SÉRIE DE CONSIGNES:
[A] D'après le texte sur le recueil d'enquêtes d'Henri Calet, quel éditeur suisse en a publié la nouvelle édition ?
[B] Donnez la suite du texte sur le recueil d'enquêtes d'Henri Calet, à partir de sa dernière phrase.

TEXTE SOURCE:
Depuis son décès un quatorze juillet de 1956, l’œuvre d’Henri Calet a été largement rééditée notamment par les éditions du Dilettante. Seul un recueil d’enquêtes dont l’objectif était d’extraire de la foule des parisiens, "une personne quelconque, la première venue, au hasard, et la mettre, pour une fois, en pleine lumière", restait encore pratiquement introuvable. Cette suite d’enquêtes parue au cours de l’année 1953 dans Le Parisien libéré sous le titre « Un (ou Une) sur cinq millions », fût regroupée en 1954 dans la célèbre collection de Gallimard, L’Air du Temps dirigée par Pierre Lazareff, sous le titre Les Deux bouts – allusion à l’expression "joindre les deux bouts", fréquemment utilisée par la classe ouvrière de l’époque.
C’est donc plus de soixante ans après cette parution que nous pouvons enfin accéder à une nouvelle édition de cet ouvrage grâce à l’initiative d’un éditeur suisse : Héros-Limite.
On retrouve dans cette série d’enquêtes le talent d’Henri Calet, son humour pince-sans-rire et la légère mélancolie qui transparait à fleur de texte. Mais au-delà de l’œuvre littéraire que représente incontestablement cet ouvrage, il y a l’aspect historique et sociologique que nous découvrons avec le recul de quelques décennies sur les personnes et les métiers des années cinquante. Métiers parfois disparus tel que celui de receveur d’autobus dans l’article : Six petits tours « Au Trocadéro, aux heures de pointe, nous faisons un complet. La prochaine section est à l’Alma où la moitié des voyageurs descendent. Il faut donc faire la recette en trois minutes ; ça rend nerveux. » De nos jours qui donc se préoccupe de la recette de la RATP ?

DONNÉES D'ENTRÉE:

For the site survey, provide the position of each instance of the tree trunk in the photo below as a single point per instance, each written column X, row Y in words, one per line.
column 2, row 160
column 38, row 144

RÉPONSES:
[A] Héros-Limite.

[B]
Les espoirs des jeunes filles et garçons, enfants de l’après-guerre, telle la jeune Odette qui à 16 et demi travaille déjà dans une crèmerie de la rue Jean Jaurès qui rêve d’acheter un petit fond bien à elle et de se marier « vers 19 ans, pas avant, avec un homme qui serait plus âgé que moi de trois ou quatre ans. J’aimerais mieux aussi qu’il soit dans le commerce. »
Et d’autres petites gens qui tentent de joindre les deux bouts : Mlle Denyse vendeuse au Bon Marché où le personnel du magasin avait droit à une réduction d’environ 15% sur tous ses achats ; M. Albert éboueur, ce que nous appelons communément un « boueux », nous précise Henri Calet, dont le salaire annuel est de 32.000 anciens francs – si on remplace l’ancien franc de l’époque par l’euro d’aujourd’hui on s’aperçoit que ce salaire correspond à un salaire moyen de nos jours –. Il y a d’ailleurs dans les enquêtes de Les Deux bouts énormément d’informations sur les horaires de travail, les salaires et les divertissements de l’époque.
Je vous laisse découvrir les autres hommes et femmes de condition modeste qu’Henri Calet rencontre et nous décrit dans cet ouvrage.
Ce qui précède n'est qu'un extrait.